(ASSIGNMENT):
Print out the data below in full and exactly, skipping the pictures.

═══

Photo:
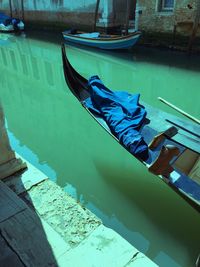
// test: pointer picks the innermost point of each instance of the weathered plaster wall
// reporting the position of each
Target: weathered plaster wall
(58, 12)
(151, 20)
(8, 162)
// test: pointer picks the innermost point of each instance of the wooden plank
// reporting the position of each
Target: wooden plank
(8, 204)
(158, 123)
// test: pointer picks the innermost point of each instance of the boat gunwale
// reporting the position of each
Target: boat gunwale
(99, 39)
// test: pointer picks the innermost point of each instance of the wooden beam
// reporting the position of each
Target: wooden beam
(179, 110)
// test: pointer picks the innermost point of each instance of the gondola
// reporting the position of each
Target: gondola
(185, 177)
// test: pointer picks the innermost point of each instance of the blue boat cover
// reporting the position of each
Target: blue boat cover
(6, 20)
(123, 114)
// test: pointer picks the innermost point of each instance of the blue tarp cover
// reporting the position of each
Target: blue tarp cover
(123, 114)
(3, 17)
(6, 20)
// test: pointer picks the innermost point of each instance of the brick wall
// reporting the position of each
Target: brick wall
(179, 20)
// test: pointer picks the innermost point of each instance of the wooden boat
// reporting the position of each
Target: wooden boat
(103, 41)
(185, 179)
(9, 24)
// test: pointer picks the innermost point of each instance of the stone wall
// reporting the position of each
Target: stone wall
(180, 20)
(8, 162)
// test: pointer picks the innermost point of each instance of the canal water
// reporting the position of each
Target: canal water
(48, 127)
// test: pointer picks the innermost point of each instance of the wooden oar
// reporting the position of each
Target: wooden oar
(179, 110)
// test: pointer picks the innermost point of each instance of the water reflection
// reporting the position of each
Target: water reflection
(49, 126)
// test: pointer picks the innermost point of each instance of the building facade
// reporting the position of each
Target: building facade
(174, 18)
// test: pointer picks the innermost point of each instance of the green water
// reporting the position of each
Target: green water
(49, 127)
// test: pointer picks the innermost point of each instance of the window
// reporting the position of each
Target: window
(165, 5)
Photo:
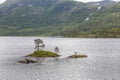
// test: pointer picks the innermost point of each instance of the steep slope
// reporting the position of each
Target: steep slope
(29, 17)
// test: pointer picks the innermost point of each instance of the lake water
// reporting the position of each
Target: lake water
(103, 62)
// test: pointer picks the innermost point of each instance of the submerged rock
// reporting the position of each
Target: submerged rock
(27, 61)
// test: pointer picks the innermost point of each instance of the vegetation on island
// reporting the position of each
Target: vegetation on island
(43, 53)
(39, 52)
(60, 18)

═══

(EXPECTED ANSWER):
Photo:
// test: pointer picks the innermost point of each instance of the weathered plaster wall
// reporting the position of each
Target: weathered plaster wall
(58, 12)
(151, 20)
(8, 162)
// test: pointer picks the innermost point of each instance of the wooden plank
// reporting the position of each
Target: wooden plank
(8, 204)
(158, 123)
// test: pointer picks the innermost point of each instance of the boat gunwale
// reporting the position of each
Target: boat gunwale
(99, 39)
// test: pointer picks the innermost point of each instance of the wooden beam
// reporting the position of each
Target: wooden beam
(179, 110)
// test: pointer picks the innermost point of each instance of the gondola
// reporting the position of each
Target: gondola
(185, 177)
// test: pointer picks the innermost point of each instance of the blue boat cover
// reporting the position of each
Target: blue boat cover
(6, 20)
(123, 114)
// test: pointer picks the innermost point of each instance of the blue tarp cover
// reporting the position of each
Target: blue tarp cover
(123, 114)
(3, 17)
(6, 20)
// test: pointer picks the innermost point of each instance of the brick wall
// reporting the position of each
Target: brick wall
(179, 20)
// test: pointer picks the innermost point of each instance of the wooden boat
// reporting the position of each
Target: wooden boat
(103, 41)
(185, 179)
(9, 24)
// test: pointer picks the innermost point of each instance of the stone wall
// reporting the position of each
Target: stone wall
(180, 20)
(8, 162)
// test: pointer picks the innermost point of each instance of the canal water
// reporting the position of each
Target: canal water
(48, 127)
// test: pointer picks the innermost point of each instance of the wooden oar
// reporting the position of each
Target: wooden oar
(179, 110)
// test: pointer picks the innermost point of each instance of the water reflection
// reporting the position of each
Target: water reflection
(49, 126)
// test: pointer picks the innermost point of each instance of the building facade
// reporting the position of each
Target: building facade
(174, 18)
// test: pointer picks the innermost point of each instance of the green water
// reporting the position of each
Target: green water
(49, 127)
// test: pointer picks the innermost point of each instance of the window
// reporting the position of each
Target: window
(165, 5)
Photo:
// test: pointer picks the innermost point of each instance of the steep slope
// reporting the position of each
Target: steep slope
(29, 17)
// test: pointer picks the innermost point of each instance of the lake water
// reporting the position of each
Target: lake water
(103, 62)
// test: pointer picks the innermost point of each instance of the submerged rock
// reporting the position of each
Target: submerged rock
(27, 61)
// test: pointer picks the innermost point of each instance of the vegetation on island
// reporting the position of each
Target: vegetation on island
(43, 53)
(39, 52)
(60, 18)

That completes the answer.